[begin TEXT]

It was not always like this. Three decades ago Supreme Court confirmations were mostly scholarly and polite examinations of temperament and legal philosophy, with Senators of both parties granting some latitude to presidential preferences. Then in 1987 Sen. Edward Kennedy, D-Mass., insisted that nominee Robert Bork’s America “is a land in which women would be forced into back-alley abortions, blacks would sit at segregated lunch counters, rogue police could break down citizens’ doors in midnight raids, and schoolchildren could not be taught about evolution.” Thus “Borked,” Ronald Reagan’s nominee was defeated by a resounding 58-42 vote.

“The nomination changed everything, maybe forever,” Tom Goldstein, publisher of the SCOTUSblog, told NPR in 2012. “Republicans nominated this brilliant guy to move the law in this dramatically more conservative direction. Liberal groups turned around and blocked him precisely because of those views. Their fight legitimized scorched-earth ideological wars over nominations at the Supreme Court, and to this day both sides remain completely convinced they were right. The upshot is that we have this ridiculous system now where nominees shut up and don’t say anything that might signal what they really think.” The irony is that Trump might not be president today if not for conservatives’ desire to thwart liberal control the court.

Still, those students can’t really be blamed for not caring about a high-stakes but intellectually dishonest confirmation fight or even the identity of the judge being considered. They’re simply the embodiment of that line sung by the great philosopher Groucho Marx: “I don’t know what they have to say, it makes no difference anyway. Whatever it is, I’m against it!”

Maybe the sentiment was funnier in 1932, when it seemed a little more sarcastic, and a lot less true.

[end TEXT]
[begin SUPPLIED ENTRIES]

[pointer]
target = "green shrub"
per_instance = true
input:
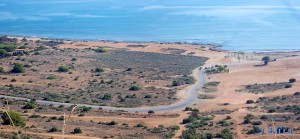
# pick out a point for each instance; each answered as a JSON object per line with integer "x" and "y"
{"x": 15, "y": 117}
{"x": 272, "y": 110}
{"x": 256, "y": 123}
{"x": 297, "y": 94}
{"x": 99, "y": 70}
{"x": 35, "y": 116}
{"x": 74, "y": 59}
{"x": 292, "y": 80}
{"x": 23, "y": 47}
{"x": 134, "y": 88}
{"x": 148, "y": 96}
{"x": 3, "y": 53}
{"x": 1, "y": 69}
{"x": 63, "y": 69}
{"x": 29, "y": 105}
{"x": 140, "y": 125}
{"x": 264, "y": 117}
{"x": 225, "y": 134}
{"x": 249, "y": 102}
{"x": 61, "y": 118}
{"x": 77, "y": 130}
{"x": 175, "y": 127}
{"x": 288, "y": 86}
{"x": 13, "y": 80}
{"x": 101, "y": 50}
{"x": 188, "y": 109}
{"x": 107, "y": 97}
{"x": 18, "y": 68}
{"x": 51, "y": 77}
{"x": 254, "y": 130}
{"x": 53, "y": 129}
{"x": 112, "y": 123}
{"x": 151, "y": 112}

[end SUPPLIED ENTRIES]

→ WORK INSTRUCTIONS
[A] Retype the part of the text on Supreme Court confirmations from "Still, those students" to "lot less true.".
[B] In the Supreme Court confirmations text, write a shorter version of the paragraph that begins "It was not always like this," keeping its main facts.

→ EXERCISE RESULTS
[A]
Still, those students can’t really be blamed for not caring about a high-stakes but intellectually dishonest confirmation fight or even the identity of the judge being considered. They’re simply the embodiment of that line sung by the great philosopher Groucho Marx: “I don’t know what they have to say, it makes no difference anyway. Whatever it is, I’m against it!”

Maybe the sentiment was funnier in 1932, when it seemed a little more sarcastic, and a lot less true.

[B] Three decades ago, Supreme Court confirmations were mostly scholarly, polite examinations of temperament and legal philosophy, and Senators of both parties gave some latitude to presidential preferences. That changed in 1987, when Sen. Edward Kennedy, D-Mass., claimed that nominee Robert Bork's America would bring back-alley abortions, segregated lunch counters, midnight police raids and schools that could not teach evolution. Ronald Reagan's nominee was "Borked" and defeated 58-42.